- Text shown
- - -

Omnipresent economics gadfly James Pethokoukis of the American Enterprise Institute has an interesting post on economic growth in the US versus other areas over a veerrryy long time. 


It's pretty cool that our poor, downtrodden US of A outperforms the rest of the world without even breaking a sweat. Only Europe comes close and it isn't really that close.

My other observation is that I wonder how guys and gals like Pethokoukis find the time in their day to appear as talking heads on television, write copious amounts of research and observation, and still stop at the 7-Eleven on the way home for milk? There are dozens of folks out there like that and I'll bet you can name some too. My jealous hat is off to them for their raw productivity.

Tuesday, April 16, 2013

We're Not Number One!

Here's a nice little tidbit about the ratio of household debt to income in some of the developed countries. Apparently, Americans are not the most irresponsible, profligate tribe on the planet. (The downward trend, by the way, is the deleveraging that continues from the Great Recession.)

  
This chart from The Economic Analyst blog shows that our seemingly frugal neighbors to the north carry more debt per household than do we spendthrift Yanks. Who knew?

Wednesday, April 3, 2013

Brevity is the Soul of Wit

Well, that's what they say ...

A blogger I haven't read until today named Paul (never trust anyone with two first names) Nathan has a very concise summary of the panic of 2008 at this link. It's a good read if you're confused by all the storm and fury you hear in the mainstream press on the topic.

- - -

- Dataset entries
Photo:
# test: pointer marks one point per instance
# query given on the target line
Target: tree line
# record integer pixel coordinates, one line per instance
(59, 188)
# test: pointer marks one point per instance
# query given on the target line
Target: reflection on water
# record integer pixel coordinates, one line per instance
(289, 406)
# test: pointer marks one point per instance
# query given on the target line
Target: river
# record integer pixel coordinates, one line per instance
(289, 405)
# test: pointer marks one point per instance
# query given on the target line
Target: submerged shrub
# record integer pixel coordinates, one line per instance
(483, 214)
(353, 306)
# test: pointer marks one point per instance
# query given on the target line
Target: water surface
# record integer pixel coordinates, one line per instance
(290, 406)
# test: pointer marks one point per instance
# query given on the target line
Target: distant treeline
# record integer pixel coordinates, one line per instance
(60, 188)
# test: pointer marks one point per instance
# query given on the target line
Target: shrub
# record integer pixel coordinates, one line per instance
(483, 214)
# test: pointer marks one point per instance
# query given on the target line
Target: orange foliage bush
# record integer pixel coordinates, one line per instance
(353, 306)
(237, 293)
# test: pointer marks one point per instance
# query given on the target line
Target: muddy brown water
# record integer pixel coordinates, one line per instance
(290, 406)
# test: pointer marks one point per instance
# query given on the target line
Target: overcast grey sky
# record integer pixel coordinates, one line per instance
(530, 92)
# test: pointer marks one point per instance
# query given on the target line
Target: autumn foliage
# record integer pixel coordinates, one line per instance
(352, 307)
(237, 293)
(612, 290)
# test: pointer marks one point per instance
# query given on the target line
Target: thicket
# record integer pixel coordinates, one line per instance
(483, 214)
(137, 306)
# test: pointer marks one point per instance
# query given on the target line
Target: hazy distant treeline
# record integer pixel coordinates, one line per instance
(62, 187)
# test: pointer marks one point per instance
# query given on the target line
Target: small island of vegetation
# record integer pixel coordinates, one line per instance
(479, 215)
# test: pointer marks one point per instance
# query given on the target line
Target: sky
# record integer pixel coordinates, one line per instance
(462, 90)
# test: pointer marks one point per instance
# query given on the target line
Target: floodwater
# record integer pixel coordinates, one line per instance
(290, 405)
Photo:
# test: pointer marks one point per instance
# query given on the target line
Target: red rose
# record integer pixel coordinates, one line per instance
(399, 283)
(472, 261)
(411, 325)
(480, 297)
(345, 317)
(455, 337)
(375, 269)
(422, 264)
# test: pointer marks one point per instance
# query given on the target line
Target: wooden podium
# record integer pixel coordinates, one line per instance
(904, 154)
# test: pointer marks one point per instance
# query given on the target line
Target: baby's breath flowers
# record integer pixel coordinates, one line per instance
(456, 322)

- - -

- Actions to take
1. Return the passage of the economics blog posts from "We're Not Number" to "they say ...", copied word for word.
2. Decide whether each statement agrees with the economics blog posts, answering yes or no and quoting the deciding words: (a) Households in the country to the north carry more debt than American households. (b) Europe outperforms the US in long-term economic growth. (c) The writer has been reading the blogger named Paul Nathan for some time.
3. Continue the economics blog posts from the point where they stop.
The records have nothing to do with the economics blog posts.

- Expected outputs
1.
We're Not Number One!

Here's a nice little tidbit about the ratio of household debt to income in some of the developed countries. Apparently, Americans are not the most irresponsible, profligate tribe on the planet. (The downward trend, by the way, is the deleveraging that continues from the Great Recession.)

  
This chart from The Economic Analyst blog shows that our seemingly frugal neighbors to the north carry more debt per household than do we spendthrift Yanks. Who knew?

Wednesday, April 3, 2013

Brevity is the Soul of Wit

Well, that's what they say ...

2.
(a) Yes: "our seemingly frugal neighbors to the north carry more debt per household than do we spendthrift Yanks."
(b) No: "Only Europe comes close and it isn't really that close."
(c) No: "A blogger I haven't read until today named Paul (never trust anyone with two first names) Nathan"

3.
Before 2008 I never thought I'd live through something like it. I thought our financial betters had learned their lessons from the Great Depression. I wish.

In some respects, I still doubt that they have ... but don't we all?

Nathan raises the point of two great blunders made by the Securities and Exchange Commission (SEC) that didn't cause but did exacerbate the plunge, mark-to-market accounting and the uptick rule.

Adding injury to insult, at the very time the stock market entered a bear market the government made two disastrous moves. First, it imposed the mark to market rule. ...

Further, the government allowed the uptick rule to expire for the first time since the Great Depression. The uptick rule discouraged massive short selling. By removing it as a governor on short-selling it encouraged shorting just as the market began to dive. Not only were these questionable moves, they couldn’t have come at a worse time, reducing liquidity just when increased liquidity was critical.
It's the uptick rule that still puzzles me. Why did the SEC suspend it? It's a very simple rule that has a powerful effect on preventing bear raids on stocks. Since 2008, the SEC has suspended mark-to-market but has still not re-instated the uptick rule.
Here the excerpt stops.